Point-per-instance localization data
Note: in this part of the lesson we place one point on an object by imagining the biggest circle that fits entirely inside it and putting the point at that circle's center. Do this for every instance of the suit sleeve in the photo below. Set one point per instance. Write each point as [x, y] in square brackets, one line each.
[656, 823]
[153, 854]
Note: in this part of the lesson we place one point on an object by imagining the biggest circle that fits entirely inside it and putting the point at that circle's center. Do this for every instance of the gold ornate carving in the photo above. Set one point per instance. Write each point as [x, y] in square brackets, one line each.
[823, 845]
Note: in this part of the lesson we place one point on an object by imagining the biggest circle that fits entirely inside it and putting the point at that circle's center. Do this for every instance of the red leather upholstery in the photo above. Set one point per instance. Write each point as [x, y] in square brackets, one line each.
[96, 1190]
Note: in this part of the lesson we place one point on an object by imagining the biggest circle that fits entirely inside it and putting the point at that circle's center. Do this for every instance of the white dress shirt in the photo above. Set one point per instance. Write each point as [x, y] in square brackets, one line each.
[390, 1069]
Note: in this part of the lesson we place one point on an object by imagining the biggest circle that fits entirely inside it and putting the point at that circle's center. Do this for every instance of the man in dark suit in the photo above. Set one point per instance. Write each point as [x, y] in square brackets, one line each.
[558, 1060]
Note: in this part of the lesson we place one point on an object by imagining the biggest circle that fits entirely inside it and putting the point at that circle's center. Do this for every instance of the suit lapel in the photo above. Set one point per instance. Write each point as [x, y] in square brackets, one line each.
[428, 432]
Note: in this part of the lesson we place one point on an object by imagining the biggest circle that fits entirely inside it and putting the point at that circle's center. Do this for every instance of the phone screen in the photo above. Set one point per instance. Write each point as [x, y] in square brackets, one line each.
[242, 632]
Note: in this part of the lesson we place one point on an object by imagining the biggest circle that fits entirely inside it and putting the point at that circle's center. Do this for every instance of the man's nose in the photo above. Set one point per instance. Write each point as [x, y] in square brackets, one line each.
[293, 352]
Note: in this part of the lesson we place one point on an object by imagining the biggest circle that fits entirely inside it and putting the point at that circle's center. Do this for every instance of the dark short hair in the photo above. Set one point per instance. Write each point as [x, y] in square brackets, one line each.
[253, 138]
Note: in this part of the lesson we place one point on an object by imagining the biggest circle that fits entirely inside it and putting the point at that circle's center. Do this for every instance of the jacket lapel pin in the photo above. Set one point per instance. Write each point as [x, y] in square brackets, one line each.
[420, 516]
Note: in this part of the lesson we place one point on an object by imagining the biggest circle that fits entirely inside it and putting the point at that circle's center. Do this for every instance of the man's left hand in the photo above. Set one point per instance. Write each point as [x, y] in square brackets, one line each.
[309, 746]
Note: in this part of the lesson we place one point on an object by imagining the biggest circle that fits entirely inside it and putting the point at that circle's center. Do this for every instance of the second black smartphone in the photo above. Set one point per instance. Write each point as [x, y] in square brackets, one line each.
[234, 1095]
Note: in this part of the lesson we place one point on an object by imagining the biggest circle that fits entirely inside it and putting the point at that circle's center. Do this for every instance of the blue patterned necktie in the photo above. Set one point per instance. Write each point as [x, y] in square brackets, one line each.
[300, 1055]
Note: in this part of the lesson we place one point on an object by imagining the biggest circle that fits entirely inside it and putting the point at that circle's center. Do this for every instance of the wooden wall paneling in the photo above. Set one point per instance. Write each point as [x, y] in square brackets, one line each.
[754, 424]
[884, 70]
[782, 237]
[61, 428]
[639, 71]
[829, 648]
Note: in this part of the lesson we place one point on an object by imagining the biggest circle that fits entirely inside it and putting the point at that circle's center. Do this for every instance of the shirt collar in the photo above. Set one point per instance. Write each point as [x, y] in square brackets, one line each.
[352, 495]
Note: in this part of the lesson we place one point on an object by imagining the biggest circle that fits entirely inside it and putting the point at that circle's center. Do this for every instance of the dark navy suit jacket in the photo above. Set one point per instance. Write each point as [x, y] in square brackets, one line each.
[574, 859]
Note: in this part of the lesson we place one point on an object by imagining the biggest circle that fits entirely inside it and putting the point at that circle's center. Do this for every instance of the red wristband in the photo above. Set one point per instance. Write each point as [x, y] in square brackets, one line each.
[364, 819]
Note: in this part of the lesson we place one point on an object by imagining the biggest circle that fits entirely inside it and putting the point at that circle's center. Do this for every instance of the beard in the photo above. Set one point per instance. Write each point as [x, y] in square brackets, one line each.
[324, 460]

## Your assignment
Output every entry exactly.

## Solved exercise
Note: in this part of the lesson we place one point on an object by imagining the biggest circle that fits entirely inside it and putting the point at that circle's center. Do this for every instance of the suit sleeve in the photo below. Set one point per instance. Write each point as [x, y] in square brackets, one line each.
[656, 823]
[153, 854]
Note: in this part of the lesson we place one point on an object by imagining the biggest circle that fits entirely inside it and putting the point at that circle's center. Do this for every instance of the gold ornate carving in the photo above. Set one point per instance. Write each point as [x, y] in square brackets, one line each.
[823, 845]
Note: in this part of the lesson we place one point on an object by imagining the biggest circle that fits entirely inside it and putting the point at that circle's center. Do this for every instance of the red leather upholstery in the photo above. Set one point per instance. Write each point as [x, y] in square brackets, one line each.
[96, 1190]
Note: in this part of the lesson we place one point on an object by imagining the biggest circle that fits entirely inside it and putting the point at that circle's center. Do this for every instance of the white dress shirt in the photo above. Set one point per instance. Write each point as [x, y] in square brackets, one line each.
[390, 1069]
Note: in this part of the lesson we place one point on an object by imagining the biggest circle that fits entirely inside it and putting the point at that circle's center. Do this for every instance of the man in dark suit in the photo above. Set one point per instance. Write each point as [x, y] in square brackets, one line each.
[558, 1060]
Note: in this part of the lesson we place one point on an object by imagining the biggest circle that fits entirely inside it and putting the point at that circle's center. Do this for every instance of the suit lapel in the photo above. Set one point per instance. Write each point as [x, y] in square brackets, one line each.
[428, 432]
Note: in this part of the lesson we place one point on an object by imagining the biggest circle that fits entirely inside it and putting the point at that circle's center. Do this for every instance of the phone screen in the photo above. Set one point per instance. Write each point as [x, y] in square brackets, one line each.
[242, 632]
Note: in this part of the lesson we place one point on an object by imagining the biggest circle that fits entirely inside it and putting the point at that circle's center. Do this for every instance of the man's nose in the photo above. Set one point per instance. Write each point as [x, y] in square brackets, one line each.
[293, 352]
Note: in this part of the lesson we place one point on an object by imagining the biggest circle that fits entirely inside it and putting the point at that circle's center. Do this for every instance of the dark short hair in the photo above. Set one point per instance. Write each point as [x, y] in square brackets, one line each.
[253, 138]
Note: in this part of the lesson we place one point on an object by imagining the biggest circle that fits entirely inside it and putting the point at that circle's center. Do this for every instance of the jacket lapel pin in the photo above. Set one point per instance. Write each point as [x, y] in square brackets, one line each.
[420, 516]
Note: in this part of the lesson we place one point on an object by imagining the biggest circle that fits entirely inside it and putting the point at that circle's center. Do this for every instance of the man's left hand in the photo above. Set one point per instance. Write each point as [x, y] in square brackets, one line each.
[309, 746]
Note: in this part of the lesson we place one point on an object by imagining the biggest circle that fits entirely inside it and putting the point at that circle's center. Do this for every instance of the second black smartphone in the photo above. Set one point per instance. Write each point as [x, y] in square brackets, one line each.
[234, 1095]
Note: in this part of the lesson we place one point on an object by imagining the biggest circle that fits entirely inside it and putting the point at that circle's center. Do this for every instance of the blue patterned necktie in the photo above. Set one point per instance. Write each point as [x, y] in square brackets, one line each.
[300, 1055]
Note: in this part of the lesson we place one point on an object by imagining the biggest circle that fits entirely inside it and putting the point at that circle's center. Do this for every instance of the wooden wall paneling in the photo above. Set one point per instance. Write each point as [x, y] in square brackets, one line each.
[754, 424]
[884, 70]
[782, 237]
[61, 428]
[639, 71]
[829, 648]
Note: in this part of the lesson we place one point on an object by imagining the biggest circle that fits entirely inside it and putting the point at that circle's center. Do this for every instance of the shirt collar in the photo above. Set one point per instance. Write each point as [x, y] in square brackets, one line each.
[352, 495]
Note: in this part of the lesson we place one point on an object by imagining the biggest circle that fits entirely inside it and putting the point at that circle's center. Do this for every instance of the dark navy suit jacket in the photo above. Set one point per instance. Write each point as [x, y] in square brackets, one line each.
[574, 859]
Note: in this part of the lesson we place one point on an object by imagining the biggest circle that fits entirely inside it and putting the point at that circle's center. Do this for every instance of the red wristband in the photo above. Set one point per instance. Write each point as [x, y] in square brackets, one line each.
[364, 819]
Note: in this part of the lesson we place one point on an object by imagining the biggest circle that fits entirely inside it and putting the point at that circle's center. Do this for every instance of the beard in the photo above. Set one point per instance. Write each point as [x, y] in square brackets, one line each.
[324, 460]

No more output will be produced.